• [To be done] Reproduce every line of the data below verbatim, with no changes of any kind.

○ ○ ○

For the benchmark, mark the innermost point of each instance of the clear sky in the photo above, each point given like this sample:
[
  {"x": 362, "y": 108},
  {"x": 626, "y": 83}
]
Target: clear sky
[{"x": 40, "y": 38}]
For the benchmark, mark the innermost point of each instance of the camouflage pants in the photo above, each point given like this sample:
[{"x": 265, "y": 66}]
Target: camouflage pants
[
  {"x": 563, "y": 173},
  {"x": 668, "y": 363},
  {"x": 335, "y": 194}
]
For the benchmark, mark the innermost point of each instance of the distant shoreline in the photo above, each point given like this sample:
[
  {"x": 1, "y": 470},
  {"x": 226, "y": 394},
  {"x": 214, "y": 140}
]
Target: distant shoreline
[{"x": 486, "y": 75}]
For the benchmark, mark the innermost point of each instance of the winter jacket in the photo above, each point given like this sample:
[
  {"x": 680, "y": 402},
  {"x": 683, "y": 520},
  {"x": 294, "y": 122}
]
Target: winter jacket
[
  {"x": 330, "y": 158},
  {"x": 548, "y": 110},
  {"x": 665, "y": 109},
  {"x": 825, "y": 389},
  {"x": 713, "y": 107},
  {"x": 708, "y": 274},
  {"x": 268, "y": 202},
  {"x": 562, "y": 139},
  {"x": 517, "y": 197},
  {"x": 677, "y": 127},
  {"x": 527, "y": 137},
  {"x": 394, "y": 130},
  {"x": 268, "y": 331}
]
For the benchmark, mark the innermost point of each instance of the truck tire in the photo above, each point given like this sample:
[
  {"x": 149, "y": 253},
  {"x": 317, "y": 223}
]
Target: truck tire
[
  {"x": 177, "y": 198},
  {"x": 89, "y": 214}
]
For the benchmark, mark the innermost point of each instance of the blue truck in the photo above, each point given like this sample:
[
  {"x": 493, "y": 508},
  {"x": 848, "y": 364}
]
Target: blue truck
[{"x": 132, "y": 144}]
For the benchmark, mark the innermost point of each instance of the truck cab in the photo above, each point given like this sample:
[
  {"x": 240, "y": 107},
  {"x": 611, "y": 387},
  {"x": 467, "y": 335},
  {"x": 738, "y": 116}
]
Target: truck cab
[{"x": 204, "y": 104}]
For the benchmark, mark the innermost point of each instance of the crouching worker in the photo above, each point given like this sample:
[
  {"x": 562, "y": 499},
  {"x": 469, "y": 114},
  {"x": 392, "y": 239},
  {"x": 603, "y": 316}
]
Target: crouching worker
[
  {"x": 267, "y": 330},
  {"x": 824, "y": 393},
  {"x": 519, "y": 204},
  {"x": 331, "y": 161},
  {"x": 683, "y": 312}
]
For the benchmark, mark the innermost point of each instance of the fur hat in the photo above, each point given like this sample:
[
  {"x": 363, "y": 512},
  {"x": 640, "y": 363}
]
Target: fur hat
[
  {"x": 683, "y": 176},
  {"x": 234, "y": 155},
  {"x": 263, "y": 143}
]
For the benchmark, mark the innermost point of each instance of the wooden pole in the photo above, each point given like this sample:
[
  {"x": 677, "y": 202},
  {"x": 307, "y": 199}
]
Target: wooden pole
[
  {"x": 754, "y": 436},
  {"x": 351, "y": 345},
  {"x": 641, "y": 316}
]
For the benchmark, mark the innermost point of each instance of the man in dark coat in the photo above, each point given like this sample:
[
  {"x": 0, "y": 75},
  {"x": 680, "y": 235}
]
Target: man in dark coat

○ ○ ○

• [Answer to the problem]
For the benchmark, mark the innermost point of each instance of the clear sky in the photo above, each point given like this sample:
[
  {"x": 362, "y": 108},
  {"x": 626, "y": 83}
]
Target: clear sky
[{"x": 40, "y": 38}]
For the benchmark, mark the innermost point of each instance of the camouflage pants in the photo above, each point given like this sample:
[{"x": 265, "y": 66}]
Target: camouflage pants
[
  {"x": 563, "y": 173},
  {"x": 668, "y": 363},
  {"x": 335, "y": 194}
]
For the benchmark, mark the innermost point of each instance of the distant shoreline in the photo above, each point given like this sample:
[
  {"x": 1, "y": 470},
  {"x": 226, "y": 394},
  {"x": 214, "y": 140}
]
Target: distant shoreline
[{"x": 486, "y": 75}]
For the benchmark, mark the innermost point of each instance of the winter jacket in the photo above, each point given like this sample:
[
  {"x": 680, "y": 402},
  {"x": 683, "y": 520},
  {"x": 294, "y": 122}
]
Target: winter jacket
[
  {"x": 330, "y": 158},
  {"x": 548, "y": 110},
  {"x": 665, "y": 109},
  {"x": 825, "y": 389},
  {"x": 713, "y": 107},
  {"x": 708, "y": 274},
  {"x": 268, "y": 202},
  {"x": 562, "y": 139},
  {"x": 517, "y": 197},
  {"x": 677, "y": 127},
  {"x": 527, "y": 137},
  {"x": 394, "y": 130},
  {"x": 268, "y": 331}
]
For the benchmark, mark the innermost point of each instance of the truck tire in the photo above, each point given like this sample:
[
  {"x": 149, "y": 253},
  {"x": 317, "y": 223}
]
Target: truck tire
[
  {"x": 177, "y": 198},
  {"x": 89, "y": 214}
]
For the benchmark, mark the innermost point of each instance of the blue truck in the photo above, each point given like this sample:
[
  {"x": 493, "y": 508},
  {"x": 848, "y": 364}
]
Target: blue truck
[{"x": 132, "y": 144}]
For the benchmark, mark the innermost point of each instance of the truck cab in the photo above, each point given like this sample:
[
  {"x": 240, "y": 107},
  {"x": 611, "y": 387},
  {"x": 467, "y": 335},
  {"x": 738, "y": 116}
]
Target: truck cab
[{"x": 204, "y": 104}]
For the benchmark, mark the innermost point of each instance of the crouching worker in the photo above, each point given like this sample:
[
  {"x": 562, "y": 499},
  {"x": 469, "y": 114},
  {"x": 392, "y": 239},
  {"x": 603, "y": 316}
]
Target: crouching worker
[
  {"x": 267, "y": 330},
  {"x": 824, "y": 393},
  {"x": 519, "y": 204},
  {"x": 331, "y": 161},
  {"x": 683, "y": 312}
]
For the benchmark, mark the innermost point of each instance of the fur hat in the photo above, each point given like this sample:
[
  {"x": 363, "y": 512},
  {"x": 640, "y": 363}
]
Target: fur hat
[
  {"x": 683, "y": 176},
  {"x": 234, "y": 155},
  {"x": 263, "y": 143}
]
For the benchmark, mark the innermost point of each instance of the wooden pole in the photo above, each point given like this sample:
[
  {"x": 677, "y": 202},
  {"x": 307, "y": 199}
]
Target: wooden pole
[
  {"x": 754, "y": 436},
  {"x": 351, "y": 345},
  {"x": 641, "y": 316}
]
For the benchmark, mark the innermost point of each instance of the man in dark coat in the photo above, each point given like this sample:
[
  {"x": 0, "y": 75},
  {"x": 680, "y": 235}
]
Target: man in dark coat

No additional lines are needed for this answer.